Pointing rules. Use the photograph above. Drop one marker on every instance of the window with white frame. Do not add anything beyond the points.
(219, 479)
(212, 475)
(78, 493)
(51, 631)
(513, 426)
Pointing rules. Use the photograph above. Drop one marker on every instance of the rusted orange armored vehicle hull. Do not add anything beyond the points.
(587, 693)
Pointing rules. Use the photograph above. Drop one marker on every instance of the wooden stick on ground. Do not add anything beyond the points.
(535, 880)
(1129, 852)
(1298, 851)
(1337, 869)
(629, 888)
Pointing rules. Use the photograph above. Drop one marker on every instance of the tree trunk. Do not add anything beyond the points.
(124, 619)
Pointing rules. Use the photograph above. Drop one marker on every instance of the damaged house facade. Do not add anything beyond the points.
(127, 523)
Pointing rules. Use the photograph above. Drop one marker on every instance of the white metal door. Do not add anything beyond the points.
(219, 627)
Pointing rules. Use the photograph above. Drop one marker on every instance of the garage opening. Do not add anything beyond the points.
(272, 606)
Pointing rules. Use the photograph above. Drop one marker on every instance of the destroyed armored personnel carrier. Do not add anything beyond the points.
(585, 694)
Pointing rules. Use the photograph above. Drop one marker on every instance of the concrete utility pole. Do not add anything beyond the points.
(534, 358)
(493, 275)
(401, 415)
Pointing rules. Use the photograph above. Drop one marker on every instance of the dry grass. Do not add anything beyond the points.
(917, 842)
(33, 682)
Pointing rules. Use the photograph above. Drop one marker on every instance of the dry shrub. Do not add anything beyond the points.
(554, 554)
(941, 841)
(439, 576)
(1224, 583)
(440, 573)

□ □ □ □ □ □ □

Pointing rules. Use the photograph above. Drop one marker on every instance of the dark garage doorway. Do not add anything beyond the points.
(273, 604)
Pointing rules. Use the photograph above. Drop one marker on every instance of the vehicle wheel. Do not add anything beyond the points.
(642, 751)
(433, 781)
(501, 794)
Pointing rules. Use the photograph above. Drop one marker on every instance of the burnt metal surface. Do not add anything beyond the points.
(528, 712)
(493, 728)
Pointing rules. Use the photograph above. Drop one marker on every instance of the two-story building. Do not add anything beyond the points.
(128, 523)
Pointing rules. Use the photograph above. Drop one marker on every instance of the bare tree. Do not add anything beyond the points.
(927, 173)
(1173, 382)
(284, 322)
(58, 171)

□ □ □ □ □ □ □

Find every line above that contains the word "armored" with the same capitalization, and copy each of those lines.

Pointing rules. Use the photograph above. Drop one marker on every instance of the rusted orange armored vehicle hull. Do not add anything beyond the points.
Pointing rules. Use the photograph above. Drop one marker on every instance of the destroyed armored personnel carrier. Do not add anything beyond the points.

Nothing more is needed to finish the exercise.